• [Page excerpt]:
============================================================

Walking for peace: Pandemic halts Gandhi-inspired world march

 peace walk

On Gandhi Jayanti 2019, a group of 50 people, 35 of them Adivasis from different parts of India, set out on what they called a ‘World Peace March’ – the plan was to walk all the way to Geneva, crossing seas by flight and getting permission to cross international borders on foot. They started from the Gandhi Samadhi in New Delhi on October 2, 2019, and expected that they would arrive in Geneva by January 30, 2021, walking about 35 km each day and covering about 11,000 km, through India, Pakistan, Iran, Armenia, Georgia, Bulgaria, Serbia, Bosnia and Herzegovina, Croatia, Italy and Switzerland.

However, things did not work according to plan. The walkers did 2,000 km in India from New Delhi on October 2, 2019 to Wardha, where they reached on January 30, 2020. The foot march was re-tracked, with some people marching through Iran and some in Armenia in February 2020, but as the coronavirus spread, it was stopped after 360 km in Armenia.

============================================================

[Image-based pointing data]
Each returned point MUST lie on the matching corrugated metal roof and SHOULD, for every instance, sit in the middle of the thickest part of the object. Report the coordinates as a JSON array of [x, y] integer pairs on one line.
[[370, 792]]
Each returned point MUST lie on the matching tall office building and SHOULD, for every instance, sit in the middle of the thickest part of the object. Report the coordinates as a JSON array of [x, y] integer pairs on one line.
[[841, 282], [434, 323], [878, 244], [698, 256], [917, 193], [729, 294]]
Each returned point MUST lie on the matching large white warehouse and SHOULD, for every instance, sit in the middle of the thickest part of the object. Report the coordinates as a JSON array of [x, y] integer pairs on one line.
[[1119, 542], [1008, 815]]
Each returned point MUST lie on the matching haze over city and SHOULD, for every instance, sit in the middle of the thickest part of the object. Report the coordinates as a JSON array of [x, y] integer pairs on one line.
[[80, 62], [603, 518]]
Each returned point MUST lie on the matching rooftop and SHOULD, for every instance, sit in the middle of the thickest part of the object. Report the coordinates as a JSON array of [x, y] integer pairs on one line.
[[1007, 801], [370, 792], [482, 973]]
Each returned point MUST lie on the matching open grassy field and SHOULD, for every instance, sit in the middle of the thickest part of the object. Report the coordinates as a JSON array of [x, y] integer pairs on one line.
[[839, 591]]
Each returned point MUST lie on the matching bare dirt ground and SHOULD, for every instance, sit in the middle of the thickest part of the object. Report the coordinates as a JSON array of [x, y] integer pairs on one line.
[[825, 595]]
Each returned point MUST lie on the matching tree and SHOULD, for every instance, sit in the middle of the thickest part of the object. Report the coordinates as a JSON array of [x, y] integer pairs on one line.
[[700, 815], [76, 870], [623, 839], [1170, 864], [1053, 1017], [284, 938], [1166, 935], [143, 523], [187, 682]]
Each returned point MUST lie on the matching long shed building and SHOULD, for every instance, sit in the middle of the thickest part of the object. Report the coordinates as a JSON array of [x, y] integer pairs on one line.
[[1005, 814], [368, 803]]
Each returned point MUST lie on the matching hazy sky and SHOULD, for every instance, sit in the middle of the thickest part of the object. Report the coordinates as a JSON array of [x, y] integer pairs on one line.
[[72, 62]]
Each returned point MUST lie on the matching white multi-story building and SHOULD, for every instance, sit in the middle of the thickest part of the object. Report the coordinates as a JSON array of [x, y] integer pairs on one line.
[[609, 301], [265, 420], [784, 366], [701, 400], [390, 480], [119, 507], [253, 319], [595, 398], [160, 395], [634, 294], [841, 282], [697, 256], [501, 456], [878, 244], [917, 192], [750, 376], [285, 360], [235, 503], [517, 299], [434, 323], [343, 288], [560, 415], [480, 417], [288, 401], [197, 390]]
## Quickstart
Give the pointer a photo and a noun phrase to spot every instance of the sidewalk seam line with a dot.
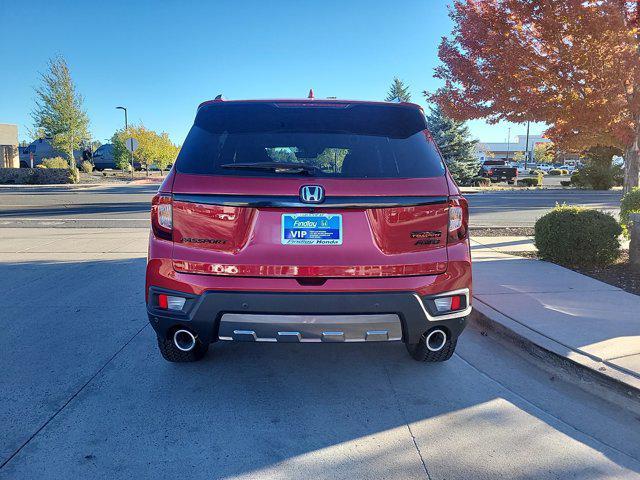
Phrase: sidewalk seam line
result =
(55, 414)
(404, 419)
(544, 412)
(542, 334)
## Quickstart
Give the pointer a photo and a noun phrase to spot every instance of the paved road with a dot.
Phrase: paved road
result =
(85, 394)
(523, 208)
(128, 206)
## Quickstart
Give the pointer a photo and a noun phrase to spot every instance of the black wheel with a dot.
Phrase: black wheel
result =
(171, 353)
(433, 347)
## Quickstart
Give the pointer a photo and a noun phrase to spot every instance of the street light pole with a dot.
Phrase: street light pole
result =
(126, 128)
(526, 148)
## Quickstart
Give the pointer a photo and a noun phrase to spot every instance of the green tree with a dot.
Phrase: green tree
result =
(59, 112)
(543, 153)
(153, 148)
(455, 143)
(398, 91)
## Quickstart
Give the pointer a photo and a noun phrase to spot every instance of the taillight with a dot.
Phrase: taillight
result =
(458, 218)
(162, 216)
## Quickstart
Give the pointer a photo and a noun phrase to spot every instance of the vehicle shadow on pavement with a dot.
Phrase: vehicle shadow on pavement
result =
(85, 394)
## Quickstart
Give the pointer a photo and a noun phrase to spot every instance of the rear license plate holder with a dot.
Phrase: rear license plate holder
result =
(311, 229)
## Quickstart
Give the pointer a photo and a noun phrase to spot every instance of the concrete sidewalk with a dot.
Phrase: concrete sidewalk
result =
(589, 323)
(512, 244)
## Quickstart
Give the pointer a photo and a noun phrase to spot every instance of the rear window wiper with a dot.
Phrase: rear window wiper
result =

============================================================

• [Exercise instructions]:
(a) From the peace march article, reproduce the stretch from "However, things did" through "km in Armenia.".
(b) Carry on the peace march article past its final sentence.
The data above are unrelated to the peace march article and form separate material.

• [Answers by task]:
(a)
However, things did not work according to plan. The walkers did 2,000 km in India from New Delhi on October 2, 2019 to Wardha, where they reached on January 30, 2020. The foot march was re-tracked, with some people marching through Iran and some in Armenia in February 2020, but as the coronavirus spread, it was stopped after 360 km in Armenia.

(b)
Vishwamitra Yogesh, 63, from Pune was among the walkers. “Getting into Pakistan for those of us from India was hard, so some of us flew out to Iran and then joined the group of international walkers, including Jagat Basnet from Nepal, who walked through Pakistan. We then went across Iran and into Armenia. Seeing the world go into lockdown, we decided against continuing and returned from there.”

Yogesh said local people would join the walkers all along the route, for different lengths of time. So although only a small group of 50 had gone from India, all along the way, there would usually be around 150 people walking together. “People are friendly – we usually don’t need to carry any money or essentials, and can get by with whatever kind people offer along the way. I’ve done a walk in South Africa too, in 2018, and even then, I depended on the kindness of strangers.”

Yogesh, who gave up his corporate job to be a wellness coach, said of his South Africa walk in 2018, “The idea was to go without bothering about expenses. I have done walks without spending much money. People have hosted us along the way, and this helps in fostering connections and keeping the spirits of walkers high.”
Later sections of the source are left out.